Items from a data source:
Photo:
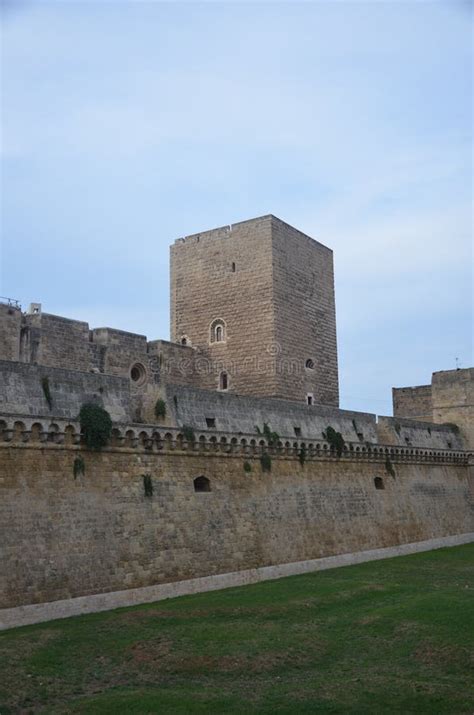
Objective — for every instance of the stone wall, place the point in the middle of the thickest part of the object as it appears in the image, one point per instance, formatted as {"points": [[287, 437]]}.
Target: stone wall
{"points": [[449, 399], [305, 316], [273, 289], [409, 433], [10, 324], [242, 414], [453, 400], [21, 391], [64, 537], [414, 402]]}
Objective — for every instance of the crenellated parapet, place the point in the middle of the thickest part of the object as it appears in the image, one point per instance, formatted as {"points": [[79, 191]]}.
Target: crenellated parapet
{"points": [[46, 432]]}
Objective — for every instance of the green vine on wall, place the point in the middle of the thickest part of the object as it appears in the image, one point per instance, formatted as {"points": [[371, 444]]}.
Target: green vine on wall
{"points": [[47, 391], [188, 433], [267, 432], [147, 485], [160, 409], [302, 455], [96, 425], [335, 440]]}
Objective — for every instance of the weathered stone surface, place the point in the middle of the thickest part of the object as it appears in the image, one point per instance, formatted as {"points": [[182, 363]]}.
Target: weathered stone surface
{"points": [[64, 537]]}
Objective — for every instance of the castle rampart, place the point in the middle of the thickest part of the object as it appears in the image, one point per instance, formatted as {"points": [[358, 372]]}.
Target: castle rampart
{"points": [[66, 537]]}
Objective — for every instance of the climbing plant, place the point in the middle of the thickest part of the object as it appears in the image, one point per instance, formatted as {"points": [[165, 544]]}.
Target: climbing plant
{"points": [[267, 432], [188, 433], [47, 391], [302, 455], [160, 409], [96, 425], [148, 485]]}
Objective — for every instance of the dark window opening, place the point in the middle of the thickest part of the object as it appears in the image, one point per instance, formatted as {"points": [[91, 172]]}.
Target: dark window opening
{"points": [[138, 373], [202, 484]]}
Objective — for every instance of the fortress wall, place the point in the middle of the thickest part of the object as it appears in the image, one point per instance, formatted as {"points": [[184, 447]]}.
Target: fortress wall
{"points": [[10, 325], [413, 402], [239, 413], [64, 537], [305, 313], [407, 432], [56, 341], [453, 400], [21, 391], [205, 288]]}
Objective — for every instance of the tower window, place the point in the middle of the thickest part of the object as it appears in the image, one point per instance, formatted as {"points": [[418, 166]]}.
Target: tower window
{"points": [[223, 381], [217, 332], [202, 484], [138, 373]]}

* * *

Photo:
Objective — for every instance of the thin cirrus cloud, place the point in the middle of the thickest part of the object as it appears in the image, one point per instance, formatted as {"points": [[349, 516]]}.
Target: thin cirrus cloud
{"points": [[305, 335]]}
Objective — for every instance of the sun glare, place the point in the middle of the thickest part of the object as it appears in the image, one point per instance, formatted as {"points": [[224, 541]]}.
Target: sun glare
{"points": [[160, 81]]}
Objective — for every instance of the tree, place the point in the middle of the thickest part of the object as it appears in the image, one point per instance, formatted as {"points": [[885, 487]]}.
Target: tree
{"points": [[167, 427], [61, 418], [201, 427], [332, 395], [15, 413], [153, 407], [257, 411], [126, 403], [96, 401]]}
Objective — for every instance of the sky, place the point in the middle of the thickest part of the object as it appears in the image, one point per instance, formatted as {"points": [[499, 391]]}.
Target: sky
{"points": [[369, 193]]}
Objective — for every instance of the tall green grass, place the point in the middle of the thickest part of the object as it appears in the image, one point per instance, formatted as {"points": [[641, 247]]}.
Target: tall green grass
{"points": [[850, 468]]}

◆ **Problem details**
Please return each line in the items above that contains the word "climbing".

◆ **Expected output**
Objective — for every instance of the climbing plant, place the point in the middle of the thickest part of the object as it appears in the image, one point per instance, formatted as {"points": [[165, 544]]}.
Target: climbing plant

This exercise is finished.